Rewrite the records starting with the line containing "Specifically, locate baseboard" and going on through the line containing "left=466, top=115, right=477, bottom=137", changing "decorative" to "ornamental" and leaving everything else as it is.

(Items from a data source)
==================================================
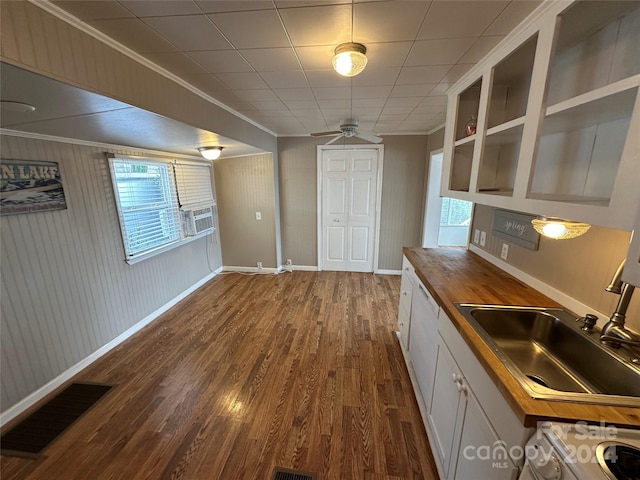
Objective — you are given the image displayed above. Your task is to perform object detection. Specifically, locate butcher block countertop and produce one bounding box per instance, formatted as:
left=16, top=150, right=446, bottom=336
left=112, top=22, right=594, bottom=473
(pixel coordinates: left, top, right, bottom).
left=403, top=247, right=640, bottom=428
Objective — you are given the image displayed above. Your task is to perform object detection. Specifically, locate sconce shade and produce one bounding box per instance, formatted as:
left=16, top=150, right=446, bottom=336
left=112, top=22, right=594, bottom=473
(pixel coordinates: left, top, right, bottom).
left=531, top=217, right=591, bottom=240
left=332, top=43, right=367, bottom=77
left=198, top=147, right=223, bottom=160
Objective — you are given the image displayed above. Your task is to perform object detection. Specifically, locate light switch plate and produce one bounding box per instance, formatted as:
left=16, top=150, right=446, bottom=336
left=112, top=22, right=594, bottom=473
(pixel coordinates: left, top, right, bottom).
left=500, top=243, right=509, bottom=260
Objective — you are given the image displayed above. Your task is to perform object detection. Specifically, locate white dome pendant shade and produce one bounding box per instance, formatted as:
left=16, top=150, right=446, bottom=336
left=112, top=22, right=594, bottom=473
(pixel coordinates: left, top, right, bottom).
left=332, top=43, right=367, bottom=77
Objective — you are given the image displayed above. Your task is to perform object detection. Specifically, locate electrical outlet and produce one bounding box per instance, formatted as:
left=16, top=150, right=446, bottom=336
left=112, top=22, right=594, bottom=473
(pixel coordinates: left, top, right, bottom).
left=500, top=243, right=509, bottom=260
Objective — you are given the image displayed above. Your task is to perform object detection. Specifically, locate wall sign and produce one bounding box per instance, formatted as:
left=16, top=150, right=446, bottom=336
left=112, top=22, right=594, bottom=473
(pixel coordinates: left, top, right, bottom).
left=0, top=160, right=67, bottom=215
left=493, top=209, right=540, bottom=250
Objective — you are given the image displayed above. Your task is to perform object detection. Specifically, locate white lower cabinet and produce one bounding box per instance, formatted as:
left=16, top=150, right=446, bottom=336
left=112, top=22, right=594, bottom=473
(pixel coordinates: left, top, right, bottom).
left=424, top=309, right=530, bottom=480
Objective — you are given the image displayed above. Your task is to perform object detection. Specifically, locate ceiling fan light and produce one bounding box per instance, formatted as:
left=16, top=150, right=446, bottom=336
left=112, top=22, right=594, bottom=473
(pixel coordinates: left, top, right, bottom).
left=531, top=217, right=591, bottom=240
left=198, top=147, right=223, bottom=160
left=332, top=43, right=367, bottom=77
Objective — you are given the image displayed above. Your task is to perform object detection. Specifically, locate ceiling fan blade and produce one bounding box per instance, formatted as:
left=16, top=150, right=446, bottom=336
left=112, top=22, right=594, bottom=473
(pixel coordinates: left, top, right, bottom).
left=356, top=132, right=382, bottom=143
left=325, top=133, right=344, bottom=145
left=311, top=130, right=342, bottom=137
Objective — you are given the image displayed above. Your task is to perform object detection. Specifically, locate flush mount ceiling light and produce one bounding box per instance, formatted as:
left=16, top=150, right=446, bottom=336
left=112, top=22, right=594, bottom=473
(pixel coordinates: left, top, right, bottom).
left=0, top=100, right=36, bottom=113
left=332, top=43, right=367, bottom=77
left=531, top=217, right=591, bottom=240
left=198, top=147, right=223, bottom=160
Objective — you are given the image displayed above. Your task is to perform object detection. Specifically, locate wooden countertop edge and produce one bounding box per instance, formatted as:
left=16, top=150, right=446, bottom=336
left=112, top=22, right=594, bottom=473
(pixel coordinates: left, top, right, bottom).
left=403, top=247, right=640, bottom=429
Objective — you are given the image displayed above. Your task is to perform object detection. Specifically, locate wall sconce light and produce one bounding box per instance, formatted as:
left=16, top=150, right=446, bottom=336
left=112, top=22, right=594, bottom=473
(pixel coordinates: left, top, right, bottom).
left=331, top=43, right=367, bottom=77
left=198, top=147, right=223, bottom=160
left=531, top=217, right=591, bottom=240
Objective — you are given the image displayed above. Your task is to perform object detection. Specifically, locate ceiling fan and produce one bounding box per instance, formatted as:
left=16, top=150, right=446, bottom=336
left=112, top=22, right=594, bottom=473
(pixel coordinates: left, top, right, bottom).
left=311, top=120, right=382, bottom=145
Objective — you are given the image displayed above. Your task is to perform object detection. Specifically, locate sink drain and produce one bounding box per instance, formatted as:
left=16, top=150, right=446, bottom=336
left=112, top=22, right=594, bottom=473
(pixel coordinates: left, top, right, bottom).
left=527, top=373, right=549, bottom=388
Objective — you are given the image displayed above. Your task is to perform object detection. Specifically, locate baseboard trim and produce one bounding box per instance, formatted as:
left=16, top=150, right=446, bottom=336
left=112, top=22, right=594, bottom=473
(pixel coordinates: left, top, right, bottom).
left=0, top=267, right=222, bottom=427
left=373, top=270, right=402, bottom=275
left=469, top=244, right=609, bottom=318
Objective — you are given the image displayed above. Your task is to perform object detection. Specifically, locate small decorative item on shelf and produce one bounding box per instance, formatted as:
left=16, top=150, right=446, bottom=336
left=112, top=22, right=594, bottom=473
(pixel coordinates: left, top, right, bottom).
left=466, top=115, right=477, bottom=137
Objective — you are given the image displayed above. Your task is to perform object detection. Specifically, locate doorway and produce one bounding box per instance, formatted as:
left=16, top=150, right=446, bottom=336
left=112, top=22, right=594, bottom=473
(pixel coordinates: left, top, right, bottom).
left=318, top=145, right=383, bottom=272
left=422, top=150, right=473, bottom=248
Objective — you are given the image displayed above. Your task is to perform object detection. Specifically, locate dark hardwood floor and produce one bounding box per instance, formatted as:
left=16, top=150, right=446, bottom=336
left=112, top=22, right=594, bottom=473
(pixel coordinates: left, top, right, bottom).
left=0, top=272, right=437, bottom=480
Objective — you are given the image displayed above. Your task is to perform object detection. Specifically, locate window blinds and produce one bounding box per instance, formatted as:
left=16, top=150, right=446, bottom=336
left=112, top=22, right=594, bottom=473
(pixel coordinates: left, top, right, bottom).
left=109, top=158, right=180, bottom=260
left=174, top=163, right=214, bottom=209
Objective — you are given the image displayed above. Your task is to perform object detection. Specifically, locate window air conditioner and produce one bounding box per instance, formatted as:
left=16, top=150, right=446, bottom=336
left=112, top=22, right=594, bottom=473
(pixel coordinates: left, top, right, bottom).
left=182, top=206, right=213, bottom=237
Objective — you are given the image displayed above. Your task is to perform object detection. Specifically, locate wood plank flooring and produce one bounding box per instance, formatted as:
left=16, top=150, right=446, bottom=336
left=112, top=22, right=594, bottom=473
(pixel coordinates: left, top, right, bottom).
left=0, top=272, right=438, bottom=480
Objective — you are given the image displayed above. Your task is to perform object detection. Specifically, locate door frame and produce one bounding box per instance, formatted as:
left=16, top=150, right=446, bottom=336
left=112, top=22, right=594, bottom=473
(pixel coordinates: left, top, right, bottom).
left=316, top=144, right=384, bottom=273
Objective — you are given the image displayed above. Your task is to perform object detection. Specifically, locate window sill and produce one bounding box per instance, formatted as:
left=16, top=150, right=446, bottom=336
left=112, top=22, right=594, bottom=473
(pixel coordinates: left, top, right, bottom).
left=125, top=228, right=216, bottom=265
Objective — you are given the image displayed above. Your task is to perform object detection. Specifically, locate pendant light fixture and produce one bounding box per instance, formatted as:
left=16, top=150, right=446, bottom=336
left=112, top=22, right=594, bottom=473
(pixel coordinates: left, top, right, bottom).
left=198, top=147, right=223, bottom=160
left=332, top=42, right=367, bottom=77
left=531, top=217, right=591, bottom=240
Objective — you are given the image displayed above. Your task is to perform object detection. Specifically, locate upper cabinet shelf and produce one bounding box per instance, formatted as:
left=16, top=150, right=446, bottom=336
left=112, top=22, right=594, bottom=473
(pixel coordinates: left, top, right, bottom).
left=442, top=0, right=640, bottom=229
==================================================
◆ Right answer
Objective — you are given the image displayed above. Your task is to perform object detection. Specifically, locate baseboard trim and produce one bounding box per instance, formatted as:
left=16, top=150, right=446, bottom=336
left=112, top=22, right=594, bottom=473
(pixel coordinates: left, top, right, bottom).
left=0, top=267, right=222, bottom=427
left=373, top=270, right=402, bottom=275
left=469, top=244, right=609, bottom=318
Objective — you are given the image displayed above. Your task is to perform object detection. Specifically, locate small ornamental item on shelf and produce one bounding box per instance, formatted as:
left=16, top=150, right=446, bottom=336
left=112, top=22, right=594, bottom=473
(pixel coordinates: left, top, right, bottom).
left=466, top=115, right=477, bottom=137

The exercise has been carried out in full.